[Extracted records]
----

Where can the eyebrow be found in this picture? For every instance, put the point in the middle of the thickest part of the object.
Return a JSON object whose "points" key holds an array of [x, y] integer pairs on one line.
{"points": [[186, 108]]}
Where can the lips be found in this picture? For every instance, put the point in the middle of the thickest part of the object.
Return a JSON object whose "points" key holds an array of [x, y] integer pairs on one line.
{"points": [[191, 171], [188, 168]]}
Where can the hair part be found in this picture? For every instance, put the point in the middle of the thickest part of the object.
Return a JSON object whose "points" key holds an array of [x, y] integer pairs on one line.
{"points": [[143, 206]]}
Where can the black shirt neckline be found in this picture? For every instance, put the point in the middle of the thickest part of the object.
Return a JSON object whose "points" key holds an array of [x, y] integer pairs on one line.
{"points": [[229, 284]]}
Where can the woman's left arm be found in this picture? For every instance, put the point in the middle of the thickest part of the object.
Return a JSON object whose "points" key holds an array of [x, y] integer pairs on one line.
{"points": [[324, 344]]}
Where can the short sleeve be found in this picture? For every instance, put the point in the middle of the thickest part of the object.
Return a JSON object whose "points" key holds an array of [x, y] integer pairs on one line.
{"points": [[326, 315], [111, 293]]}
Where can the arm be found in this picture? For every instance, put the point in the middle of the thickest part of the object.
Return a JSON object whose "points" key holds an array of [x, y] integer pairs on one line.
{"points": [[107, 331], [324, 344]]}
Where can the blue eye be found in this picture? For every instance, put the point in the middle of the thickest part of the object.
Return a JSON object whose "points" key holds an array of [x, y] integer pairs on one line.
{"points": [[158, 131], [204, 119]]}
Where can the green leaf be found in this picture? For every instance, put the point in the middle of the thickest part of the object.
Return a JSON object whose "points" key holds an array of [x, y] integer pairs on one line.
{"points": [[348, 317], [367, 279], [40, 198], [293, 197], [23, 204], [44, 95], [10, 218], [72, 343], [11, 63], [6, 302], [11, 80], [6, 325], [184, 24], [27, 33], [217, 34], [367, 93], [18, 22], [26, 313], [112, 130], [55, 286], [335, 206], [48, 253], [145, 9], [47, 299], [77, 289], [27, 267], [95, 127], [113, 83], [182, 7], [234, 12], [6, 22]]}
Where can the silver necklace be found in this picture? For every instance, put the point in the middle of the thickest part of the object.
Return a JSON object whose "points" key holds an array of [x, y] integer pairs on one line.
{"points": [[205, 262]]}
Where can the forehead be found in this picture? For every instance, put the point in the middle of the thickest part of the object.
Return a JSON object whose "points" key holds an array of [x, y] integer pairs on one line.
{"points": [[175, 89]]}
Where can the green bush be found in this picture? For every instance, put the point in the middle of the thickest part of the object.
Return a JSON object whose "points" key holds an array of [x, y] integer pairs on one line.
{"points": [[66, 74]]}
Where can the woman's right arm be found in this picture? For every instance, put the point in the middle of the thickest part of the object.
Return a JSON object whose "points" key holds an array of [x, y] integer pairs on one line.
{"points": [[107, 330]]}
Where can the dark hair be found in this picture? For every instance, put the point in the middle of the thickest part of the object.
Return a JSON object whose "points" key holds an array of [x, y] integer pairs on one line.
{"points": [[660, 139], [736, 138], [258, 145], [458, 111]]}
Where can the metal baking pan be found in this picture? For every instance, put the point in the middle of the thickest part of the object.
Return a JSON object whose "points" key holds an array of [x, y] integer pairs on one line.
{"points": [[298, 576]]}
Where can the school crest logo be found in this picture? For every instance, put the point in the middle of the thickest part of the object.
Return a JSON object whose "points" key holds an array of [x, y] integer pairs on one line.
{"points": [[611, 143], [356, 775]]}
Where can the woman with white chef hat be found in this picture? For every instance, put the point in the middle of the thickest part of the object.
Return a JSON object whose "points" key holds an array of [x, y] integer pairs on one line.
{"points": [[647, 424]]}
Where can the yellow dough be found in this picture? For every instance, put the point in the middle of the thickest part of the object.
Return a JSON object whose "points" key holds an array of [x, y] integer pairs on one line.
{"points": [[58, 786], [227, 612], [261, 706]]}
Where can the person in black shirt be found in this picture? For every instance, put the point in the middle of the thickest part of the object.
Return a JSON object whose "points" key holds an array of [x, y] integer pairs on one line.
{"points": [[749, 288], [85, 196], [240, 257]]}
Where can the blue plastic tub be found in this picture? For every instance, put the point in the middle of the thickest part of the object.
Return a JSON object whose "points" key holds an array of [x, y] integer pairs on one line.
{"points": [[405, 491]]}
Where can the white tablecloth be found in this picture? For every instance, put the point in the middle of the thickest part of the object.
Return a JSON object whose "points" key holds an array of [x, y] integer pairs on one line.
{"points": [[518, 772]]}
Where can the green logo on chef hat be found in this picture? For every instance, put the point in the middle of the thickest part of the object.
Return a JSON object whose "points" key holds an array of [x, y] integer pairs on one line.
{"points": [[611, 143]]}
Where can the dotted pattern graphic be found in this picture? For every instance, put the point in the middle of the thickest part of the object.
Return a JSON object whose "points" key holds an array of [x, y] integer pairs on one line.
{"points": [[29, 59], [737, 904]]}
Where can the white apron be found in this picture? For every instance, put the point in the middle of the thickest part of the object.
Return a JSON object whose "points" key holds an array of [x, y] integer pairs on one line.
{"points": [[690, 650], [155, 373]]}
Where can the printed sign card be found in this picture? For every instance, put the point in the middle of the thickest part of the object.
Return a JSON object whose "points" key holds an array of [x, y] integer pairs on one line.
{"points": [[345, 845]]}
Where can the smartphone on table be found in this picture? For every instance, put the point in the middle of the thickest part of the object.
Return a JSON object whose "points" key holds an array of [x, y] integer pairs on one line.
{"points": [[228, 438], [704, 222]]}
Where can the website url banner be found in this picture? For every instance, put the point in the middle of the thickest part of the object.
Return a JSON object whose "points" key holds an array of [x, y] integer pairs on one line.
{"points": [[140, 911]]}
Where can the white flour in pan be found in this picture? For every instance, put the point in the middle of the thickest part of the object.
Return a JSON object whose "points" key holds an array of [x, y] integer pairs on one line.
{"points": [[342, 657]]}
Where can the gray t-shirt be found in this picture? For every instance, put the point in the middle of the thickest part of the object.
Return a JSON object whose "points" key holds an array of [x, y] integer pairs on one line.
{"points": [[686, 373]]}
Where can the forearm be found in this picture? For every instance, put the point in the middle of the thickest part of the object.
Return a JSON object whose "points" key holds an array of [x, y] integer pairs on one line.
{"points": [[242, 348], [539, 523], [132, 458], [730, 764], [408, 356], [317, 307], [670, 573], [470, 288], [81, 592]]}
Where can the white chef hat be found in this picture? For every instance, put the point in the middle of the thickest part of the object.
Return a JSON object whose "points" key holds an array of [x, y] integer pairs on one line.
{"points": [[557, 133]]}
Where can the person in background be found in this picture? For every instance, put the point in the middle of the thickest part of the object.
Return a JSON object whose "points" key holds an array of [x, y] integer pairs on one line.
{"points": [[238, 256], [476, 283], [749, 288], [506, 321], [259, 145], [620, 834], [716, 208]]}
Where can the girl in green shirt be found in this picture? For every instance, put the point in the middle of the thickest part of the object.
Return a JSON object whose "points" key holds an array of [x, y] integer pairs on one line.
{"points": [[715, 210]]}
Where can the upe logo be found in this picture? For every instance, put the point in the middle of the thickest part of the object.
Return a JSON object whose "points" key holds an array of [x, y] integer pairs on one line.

----

Express the lines above as a JSON list of strings, one string per line, omitting blank lines.

=== TASK ANSWER ===
[
  "Where can the eyebrow be found in this picture? For every instance, put the point in the middle of the thickest part of the object.",
  "Return a JSON object whose \"points\" key holds an array of [x, y] integer pairs on one line.",
  "{\"points\": [[186, 108]]}",
  "Where can the lips be found in this picture? For every instance, put the point in the middle of the thickest part of the object.",
  "Return a JSON object whose \"points\" key holds an array of [x, y] integer pairs on one line.",
  "{\"points\": [[191, 171], [188, 168]]}",
  "Where can the hair part be found in this picture? For every instance, put the point in the middle of the thickest part of the object.",
  "Return a JSON object whose \"points\" key holds an array of [x, y] integer pairs on one line.",
  "{\"points\": [[143, 206]]}",
  "Where can the black shirt neckline be found in this picture? For every instance, put the point in the middle of the thickest part of the object.",
  "Return a JSON object whose \"points\" key holds an array of [x, y] integer pairs on one line.",
  "{\"points\": [[229, 284]]}",
  "Where can the woman's left arm be found in this picture? For every instance, put the point in the middle of the thickest part of the object.",
  "Return a JSON object whose \"points\" key holds an array of [x, y] integer pairs on one line.",
  "{\"points\": [[324, 344]]}",
  "Where can the short sleeve be found in this picture? For every instance, put the point in the middle of the thickest part of the object.",
  "Return a JSON object whose \"points\" key holds an array of [x, y] integer pairs on one line.",
  "{\"points\": [[326, 315], [111, 293]]}",
  "Where can the arm be found in this picture? For every instance, put the point in the middle of the thickest part of the object.",
  "Return a JSON object whose \"points\" key holds an array of [x, y] integer pairs on one line.",
  "{\"points\": [[107, 331], [324, 344]]}",
  "Where can the blue eye be found in this picture? For every instance, put the point in the middle of the thickest part of the object.",
  "Return a JSON object whose \"points\" key holds an array of [x, y] integer pairs on one line.",
  "{\"points\": [[158, 131], [204, 119]]}",
  "Where can the green leaf be found in this picture? For every instance, put the point in the middle of the thickest part of the object.",
  "Return a JSON object whose \"points\" key holds an array of [x, y] integer pairs on one line.",
  "{\"points\": [[348, 317], [367, 279], [40, 198], [293, 197], [23, 204], [44, 95], [10, 218], [72, 343], [11, 63], [6, 302], [11, 80], [6, 325], [184, 24], [27, 33], [217, 34], [367, 93], [18, 22], [26, 313], [112, 130], [55, 286], [335, 206], [48, 253], [145, 9], [47, 299], [77, 289], [27, 267], [95, 127], [113, 83], [182, 7], [234, 12], [6, 22]]}",
  "Where can the silver necklace be found in this picture? For every instance, put the point in the middle of the thickest part of the object.",
  "Return a JSON object whose \"points\" key holds an array of [x, y] integer pairs on one line.",
  "{\"points\": [[205, 262]]}",
  "Where can the forehead be found in this picture? For every instance, put the point in the middle of the thickest part of the object.",
  "Return a JSON object whose \"points\" key holds an array of [x, y] integer pairs on one line.",
  "{\"points\": [[175, 89]]}",
  "Where can the green bush be found in this picture? For every instance, put the point in the middle of the thickest part of the object.",
  "Return a JSON object whose \"points\" key holds an array of [x, y] integer pairs on one line.",
  "{\"points\": [[66, 74]]}",
  "Where can the woman's right arm be found in this picture? For every instance, put the point in the middle of the thickest part of the object.",
  "Return a JSON object whose \"points\" key holds an array of [x, y] integer pairs on one line.",
  "{\"points\": [[107, 330]]}",
  "Where can the dark hair be found in this picture? For every instance, put the point in the middle of the thickest part of the object.",
  "Return a JSON object whose \"points\" key holds an array of [x, y] integer pairs on one line.",
  "{\"points\": [[660, 139], [736, 138], [258, 145], [458, 111]]}",
  "Where can the metal baking pan be found in this picture? For every instance, put the point in the middle of the thickest part of the object.",
  "Return a JSON object whose \"points\" key holds an array of [x, y] integer pairs on one line.",
  "{\"points\": [[298, 576]]}",
  "Where can the school crest logo be found in this picture? For every instance, put the point in the middle of the thickest part of the object.",
  "Return a JSON object whose \"points\" key holds an array of [x, y] integer pairs on one line.",
  "{\"points\": [[611, 143], [356, 775]]}",
  "Where can the woman with white chef hat be found in this picture? For every instance, put the point in the middle of the thickest part of the object.",
  "Return a JSON object whose \"points\" key holds an array of [x, y] integer pairs on one line.",
  "{\"points\": [[647, 424]]}",
  "Where can the yellow dough be found in this picture? For every instance, put the point in the middle of the thickest part of the object.",
  "Return a JSON object whose \"points\" key holds an array of [x, y] integer pairs on one line.",
  "{\"points\": [[58, 786], [227, 612], [261, 706]]}",
  "Where can the person in black shirt be found in this picture? For every instance, put the point in the middle of the thickest part of the object.",
  "Return a JSON object whose \"points\" key holds an array of [x, y] integer pairs on one line.",
  "{\"points\": [[749, 288], [85, 196], [240, 257]]}",
  "Where can the blue plastic tub be found in this picture? For every instance, put the point in the middle of the thickest part of the object.",
  "Return a JSON object whose \"points\" key holds an array of [x, y] integer pairs on one line.",
  "{\"points\": [[405, 491]]}",
  "Where can the white tablecloth be found in this picture? For every instance, put the point in the middle of the thickest part of the object.",
  "Return a JSON object whose \"points\" key holds an array of [x, y] integer pairs on one line.",
  "{\"points\": [[518, 772]]}",
  "Where can the green logo on chef hat be found in this picture? For every instance, put the point in the middle of the thickest part of the object.",
  "Return a JSON object whose \"points\" key holds an array of [x, y] integer pairs on one line.",
  "{\"points\": [[611, 143]]}",
  "Where can the dotted pattern graphic be found in this picture? For every instance, put the point in the middle of the thickest part of the object.",
  "Return a JSON object whose \"points\" key holds an array of [x, y] integer pairs on one line.",
  "{\"points\": [[29, 59], [737, 904]]}",
  "Where can the white apron be found in this picture? For every instance, put the point in the middle of the thickest part of the object.",
  "Return a JSON object whose \"points\" key holds an array of [x, y] integer pairs on one line.",
  "{\"points\": [[690, 650], [155, 373]]}",
  "Where can the printed sign card be found in this picture? For every instance, put the point in the middle of the thickest part of the object.",
  "Return a JSON object whose \"points\" key holds an array of [x, y] integer pairs on one line.",
  "{\"points\": [[345, 845]]}",
  "Where can the smartphone on table be found in this picture? For every instance, put the point in the middle of the thickest part of the object.",
  "Return a JSON object whose \"points\" key holds an array of [x, y] integer pairs on one line.",
  "{\"points\": [[228, 438], [704, 222]]}",
  "Where can the website url banner be found in this picture? For every instance, put the point in the middle of the thickest part of the object.",
  "Return a JSON object whose \"points\" key holds an array of [x, y] integer pairs on one line.",
  "{\"points\": [[140, 911]]}",
  "Where can the white flour in pan be found in this picture? For every instance, put the point in the middle of the thickest part of the object.",
  "Return a JSON object whose \"points\" key holds an array of [x, y] integer pairs on one line.",
  "{\"points\": [[342, 657]]}",
  "Where can the gray t-shirt be found in this picture? For every instance, put the point in the middle of the thickest part of the object.",
  "Return a JSON object whose \"points\" key holds an array of [x, y] integer pairs on one line.",
  "{\"points\": [[686, 373]]}",
  "Where can the forearm be found in this picture? For every instance, put the point in the middle of the thickest part of the object.",
  "Return a JSON object whose \"points\" key holds an array of [x, y] integer pairs on one line.",
  "{\"points\": [[242, 348], [539, 523], [132, 458], [730, 764], [408, 356], [317, 307], [670, 573], [470, 288], [81, 592]]}",
  "Where can the white chef hat be found in this picture? For every instance, put the point in the middle of the thickest part of the object.",
  "Return a JSON object whose \"points\" key holds an array of [x, y] integer pairs on one line.",
  "{\"points\": [[557, 133]]}",
  "Where can the person in background be found in this picture? For every instance, put the point in the middle of the thickest part of the object.",
  "Return a JSON object whose \"points\" key holds an array of [x, y] integer pairs on one line.",
  "{\"points\": [[238, 256], [476, 283], [749, 288], [506, 321], [259, 145], [620, 834], [716, 208]]}",
  "Where can the girl in green shirt be found in this picture? For every instance, put the point in the middle of the thickest part of the object.",
  "Return a JSON object whose \"points\" key holds an array of [x, y] integer pairs on one line.",
  "{\"points\": [[715, 210]]}",
  "Where can the upe logo be found in this picture? For every instance, put the point in the middle of the thickest part of the object.",
  "Return a JSON object whose \"points\" key holds an array of [x, y] integer pairs on one line."
]